### What you are asked to do
Substitute "approximate mask" for every occurrence of "rough mask" in the data below, and reproduce everything else unchanged.

Stored dataset items
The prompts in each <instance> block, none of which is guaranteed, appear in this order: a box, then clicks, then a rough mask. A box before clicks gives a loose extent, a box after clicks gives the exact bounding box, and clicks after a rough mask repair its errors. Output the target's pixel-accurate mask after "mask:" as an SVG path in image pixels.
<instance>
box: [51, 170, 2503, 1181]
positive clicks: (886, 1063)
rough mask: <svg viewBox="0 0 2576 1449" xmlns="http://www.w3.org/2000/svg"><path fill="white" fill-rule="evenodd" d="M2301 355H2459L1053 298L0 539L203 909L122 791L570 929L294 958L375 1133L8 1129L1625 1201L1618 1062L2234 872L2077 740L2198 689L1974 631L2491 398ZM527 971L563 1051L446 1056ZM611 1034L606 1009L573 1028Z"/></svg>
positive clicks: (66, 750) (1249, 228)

### Solution below
The prompts in each <instance> block, none of which is guaranteed, appear in this order: a box, then clicks, then a approximate mask. A box before clicks gives a loose extent, a box after clicks gives the exact bounding box, and clicks after a approximate mask repair its errors. Output the target's pixel-accurate mask after "mask:" as an SVG path in image pixels.
<instance>
box: [51, 170, 2503, 1181]
positive clicks: (886, 1063)
approximate mask: <svg viewBox="0 0 2576 1449" xmlns="http://www.w3.org/2000/svg"><path fill="white" fill-rule="evenodd" d="M2301 355H2459L1053 298L0 539L203 909L122 791L570 929L294 958L375 1133L8 1129L1625 1201L1618 1062L2234 872L2077 740L2198 689L1974 631L2491 398ZM527 971L563 1051L446 1056ZM611 1034L606 1009L573 1028Z"/></svg>
positive clicks: (66, 750) (1249, 228)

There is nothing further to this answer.